TEXTE ÉTUDIÉ ::
----

Mais attendu qu’après avoir justement retenu que la réglementation applicable à l’entreprise de pompes funèbres imposait la vaccination des salariés exerçant des fonctions les exposant au risque de la maladie considérée, la cour d’appel, qui a constaté la prescription de cette vaccination par le médecin du travail et l’absence de contre-indication médicale de nature à justifier le refus du salarié, en a exactement déduit que celui-ci ne pouvait s’y opposer »

Cour de cassation, civile, Chambre sociale, 11 juillet 2012, 10-27.888


Hors les cas de vaccination obligatoire énumérés ci-dessus, la vaccination peut être recommandée par l’employeur, s’il y a lieu et sur proposition du médecin du travail, aux salariés non immunisés contre les agents biologiques pathogènes auxquels ils sont ou peuvent être exposés.

La vaccination appropriée est alors à la charge de l’employeur.

L’obligation vaccinale contre la grippe prévue à l’article L. 3111-4 du code de la santé publique est suspendue par « Décret n°2006-1260 du 14 octobre 2006 pris en application de l’article L. 3111-1 du code de la santé publique et relatif à l’obligation vaccinale contre la grippe des professionnels mentionnés à l’article L. 3111-4 du même code »

----

Entrées de données enregistrées:
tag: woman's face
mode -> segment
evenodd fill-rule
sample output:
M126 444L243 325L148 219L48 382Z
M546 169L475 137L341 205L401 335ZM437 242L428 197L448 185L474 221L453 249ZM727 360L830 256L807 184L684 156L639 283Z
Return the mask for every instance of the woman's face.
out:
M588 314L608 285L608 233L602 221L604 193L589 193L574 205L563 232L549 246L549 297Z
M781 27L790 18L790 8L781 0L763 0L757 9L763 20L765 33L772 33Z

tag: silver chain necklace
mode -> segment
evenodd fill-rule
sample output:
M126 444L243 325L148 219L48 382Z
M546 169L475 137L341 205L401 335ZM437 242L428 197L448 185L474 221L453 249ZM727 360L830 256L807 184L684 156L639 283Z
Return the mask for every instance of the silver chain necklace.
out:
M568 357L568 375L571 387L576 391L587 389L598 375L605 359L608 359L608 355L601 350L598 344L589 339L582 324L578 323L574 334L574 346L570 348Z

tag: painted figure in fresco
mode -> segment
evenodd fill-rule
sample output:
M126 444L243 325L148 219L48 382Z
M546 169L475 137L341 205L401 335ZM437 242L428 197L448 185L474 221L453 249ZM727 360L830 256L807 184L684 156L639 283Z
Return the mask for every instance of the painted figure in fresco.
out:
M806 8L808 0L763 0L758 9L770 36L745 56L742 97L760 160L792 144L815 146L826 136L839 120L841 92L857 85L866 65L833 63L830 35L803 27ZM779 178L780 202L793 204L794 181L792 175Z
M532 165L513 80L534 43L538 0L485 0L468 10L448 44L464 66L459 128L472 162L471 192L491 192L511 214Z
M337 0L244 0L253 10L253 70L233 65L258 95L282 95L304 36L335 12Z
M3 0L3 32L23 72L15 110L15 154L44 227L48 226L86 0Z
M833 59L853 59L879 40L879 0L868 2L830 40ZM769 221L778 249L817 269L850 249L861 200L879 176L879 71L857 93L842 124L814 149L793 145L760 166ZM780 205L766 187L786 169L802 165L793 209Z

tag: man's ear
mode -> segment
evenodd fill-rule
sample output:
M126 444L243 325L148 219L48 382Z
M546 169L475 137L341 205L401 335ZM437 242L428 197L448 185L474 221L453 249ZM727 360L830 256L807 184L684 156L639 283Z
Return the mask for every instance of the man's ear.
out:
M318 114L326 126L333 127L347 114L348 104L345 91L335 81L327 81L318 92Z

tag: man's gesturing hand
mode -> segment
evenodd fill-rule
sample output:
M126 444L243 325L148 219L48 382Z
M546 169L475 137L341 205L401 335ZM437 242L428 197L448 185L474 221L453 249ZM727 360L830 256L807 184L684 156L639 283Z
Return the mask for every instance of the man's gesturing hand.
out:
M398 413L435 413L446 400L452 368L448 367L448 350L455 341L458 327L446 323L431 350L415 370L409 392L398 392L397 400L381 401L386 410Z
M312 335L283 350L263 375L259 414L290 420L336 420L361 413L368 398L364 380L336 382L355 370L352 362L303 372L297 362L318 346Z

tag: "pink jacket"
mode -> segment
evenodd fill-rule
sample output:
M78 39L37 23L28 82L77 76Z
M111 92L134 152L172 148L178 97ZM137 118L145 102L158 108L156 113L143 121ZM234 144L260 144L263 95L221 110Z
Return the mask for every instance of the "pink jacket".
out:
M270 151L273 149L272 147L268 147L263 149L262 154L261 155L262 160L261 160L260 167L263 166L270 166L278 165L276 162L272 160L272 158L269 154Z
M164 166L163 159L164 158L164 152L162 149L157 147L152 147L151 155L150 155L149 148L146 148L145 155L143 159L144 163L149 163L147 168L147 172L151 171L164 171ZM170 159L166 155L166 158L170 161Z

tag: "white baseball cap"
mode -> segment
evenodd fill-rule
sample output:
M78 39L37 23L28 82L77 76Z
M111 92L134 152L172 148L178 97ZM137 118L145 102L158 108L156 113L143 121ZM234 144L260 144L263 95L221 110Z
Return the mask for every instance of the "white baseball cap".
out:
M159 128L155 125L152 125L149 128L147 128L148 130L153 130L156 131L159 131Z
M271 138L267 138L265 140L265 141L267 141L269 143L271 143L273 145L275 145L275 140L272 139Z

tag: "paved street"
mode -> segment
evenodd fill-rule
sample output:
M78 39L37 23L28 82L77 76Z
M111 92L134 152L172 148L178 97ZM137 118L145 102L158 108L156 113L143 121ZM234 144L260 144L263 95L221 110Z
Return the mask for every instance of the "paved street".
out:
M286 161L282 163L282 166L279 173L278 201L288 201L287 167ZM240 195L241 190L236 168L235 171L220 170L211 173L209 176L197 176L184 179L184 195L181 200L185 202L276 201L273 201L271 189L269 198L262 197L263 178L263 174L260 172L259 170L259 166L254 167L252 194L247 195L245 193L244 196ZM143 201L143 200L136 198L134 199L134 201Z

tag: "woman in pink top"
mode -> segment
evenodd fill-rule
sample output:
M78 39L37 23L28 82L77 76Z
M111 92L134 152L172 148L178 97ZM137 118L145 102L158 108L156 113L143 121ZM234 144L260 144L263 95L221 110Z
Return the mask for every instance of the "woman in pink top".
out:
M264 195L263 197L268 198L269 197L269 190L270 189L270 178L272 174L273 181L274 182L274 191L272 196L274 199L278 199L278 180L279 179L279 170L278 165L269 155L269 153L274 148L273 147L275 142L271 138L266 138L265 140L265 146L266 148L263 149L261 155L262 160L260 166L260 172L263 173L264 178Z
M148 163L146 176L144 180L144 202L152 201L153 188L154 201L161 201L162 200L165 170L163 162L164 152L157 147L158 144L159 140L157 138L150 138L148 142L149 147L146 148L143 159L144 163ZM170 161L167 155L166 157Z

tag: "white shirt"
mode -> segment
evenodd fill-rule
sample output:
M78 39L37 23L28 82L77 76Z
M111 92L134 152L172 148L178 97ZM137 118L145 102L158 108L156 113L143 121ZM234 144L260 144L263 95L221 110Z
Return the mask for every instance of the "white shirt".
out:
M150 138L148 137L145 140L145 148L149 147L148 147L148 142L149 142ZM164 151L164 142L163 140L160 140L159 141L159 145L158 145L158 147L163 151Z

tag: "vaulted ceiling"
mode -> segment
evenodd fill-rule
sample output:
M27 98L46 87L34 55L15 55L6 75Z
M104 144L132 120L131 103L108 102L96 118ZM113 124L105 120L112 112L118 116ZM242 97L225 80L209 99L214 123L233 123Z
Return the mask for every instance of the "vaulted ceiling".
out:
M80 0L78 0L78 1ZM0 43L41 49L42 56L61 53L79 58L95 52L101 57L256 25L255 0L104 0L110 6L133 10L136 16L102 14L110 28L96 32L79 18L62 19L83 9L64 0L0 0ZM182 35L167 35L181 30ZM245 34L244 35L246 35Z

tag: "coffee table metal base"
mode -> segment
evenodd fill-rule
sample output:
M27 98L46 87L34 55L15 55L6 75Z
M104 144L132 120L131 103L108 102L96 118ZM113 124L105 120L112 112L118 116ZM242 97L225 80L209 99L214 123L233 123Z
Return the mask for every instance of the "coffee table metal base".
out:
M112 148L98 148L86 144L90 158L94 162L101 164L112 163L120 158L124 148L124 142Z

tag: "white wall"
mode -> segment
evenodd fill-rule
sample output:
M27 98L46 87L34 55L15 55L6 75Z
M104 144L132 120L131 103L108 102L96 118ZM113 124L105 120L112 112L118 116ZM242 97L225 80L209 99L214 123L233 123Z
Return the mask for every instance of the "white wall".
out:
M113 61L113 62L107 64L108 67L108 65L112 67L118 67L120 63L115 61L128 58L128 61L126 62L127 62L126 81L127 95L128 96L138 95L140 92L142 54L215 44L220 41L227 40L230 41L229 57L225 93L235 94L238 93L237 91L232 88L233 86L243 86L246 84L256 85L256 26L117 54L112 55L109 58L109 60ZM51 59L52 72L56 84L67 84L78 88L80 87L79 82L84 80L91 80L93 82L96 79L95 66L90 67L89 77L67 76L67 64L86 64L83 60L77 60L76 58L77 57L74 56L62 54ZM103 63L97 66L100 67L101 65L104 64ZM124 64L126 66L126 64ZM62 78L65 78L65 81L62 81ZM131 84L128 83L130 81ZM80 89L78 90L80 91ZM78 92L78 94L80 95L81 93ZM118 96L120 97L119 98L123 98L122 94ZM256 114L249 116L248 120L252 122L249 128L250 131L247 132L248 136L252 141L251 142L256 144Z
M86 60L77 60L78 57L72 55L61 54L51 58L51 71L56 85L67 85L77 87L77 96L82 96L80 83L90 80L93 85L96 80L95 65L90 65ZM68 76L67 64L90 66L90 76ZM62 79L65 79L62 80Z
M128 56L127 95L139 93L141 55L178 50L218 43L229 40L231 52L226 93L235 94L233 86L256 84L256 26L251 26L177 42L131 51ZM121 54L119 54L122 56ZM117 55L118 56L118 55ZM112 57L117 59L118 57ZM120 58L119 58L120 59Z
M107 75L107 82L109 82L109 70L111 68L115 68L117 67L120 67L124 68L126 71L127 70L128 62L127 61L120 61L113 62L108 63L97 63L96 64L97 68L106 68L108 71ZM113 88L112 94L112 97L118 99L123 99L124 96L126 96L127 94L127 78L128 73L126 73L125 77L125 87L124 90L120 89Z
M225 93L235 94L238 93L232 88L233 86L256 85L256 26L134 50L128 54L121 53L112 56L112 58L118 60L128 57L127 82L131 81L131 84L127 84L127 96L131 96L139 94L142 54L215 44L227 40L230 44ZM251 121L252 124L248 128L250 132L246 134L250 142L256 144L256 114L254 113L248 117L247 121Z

----

CONSIGNES ::
1) Pouvez-vous recopier mot pour mot, dans le texte sur la vaccination des salariés, tout ce qui va de « Hors les cas » jusqu'à « charge de l’employeur. » ?
2) Pouvez-vous reprendre le texte sur la vaccination des salariés là où il s'arrête ?
Les entrées ne sont d'aucune utilité pour ce travail.

RÉPONSES ATTENDUES ::
1)
Hors les cas de vaccination obligatoire énumérés ci-dessus, la vaccination peut être recommandée par l’employeur, s’il y a lieu et sur proposition du médecin du travail, aux salariés non immunisés contre les agents biologiques pathogènes auxquels ils sont ou peuvent être exposés.

La vaccination appropriée est alors à la charge de l’employeur.

2)
Ainsi, la vaccination contre la grippe ne peut qu’être recommandée et non imposée aux salariés.

Il en est de même pour la vaccination contre la coqueluche, l’hépatite A, la leptospirose, la rage, la rougeole, la rubéole, la varicelle….

Ces vaccinations non obligatoires par le Code de la santé publique ne peuvent être imposées aux salariés par leurs employeurs.

Les employeurs ne peuvent que recommander à leurs salariés de se faire vacciner contre la grippe, la coqueluche, l’hépatite A, la leptospirose, la rage, la rougeole, la rubéole, la varicelle…., s’il y a lieu et sur proposition du médecin du travail.


Si la vaccination contre la COVID-19 n’est pas rendue obligatoire par le Code de santé publique, elle ne pourra pas être imposée aux salariés par les employeurs.

Les employeurs ne pourront que la recommander, s’il y a lieu et sur proposition du médecin du travail.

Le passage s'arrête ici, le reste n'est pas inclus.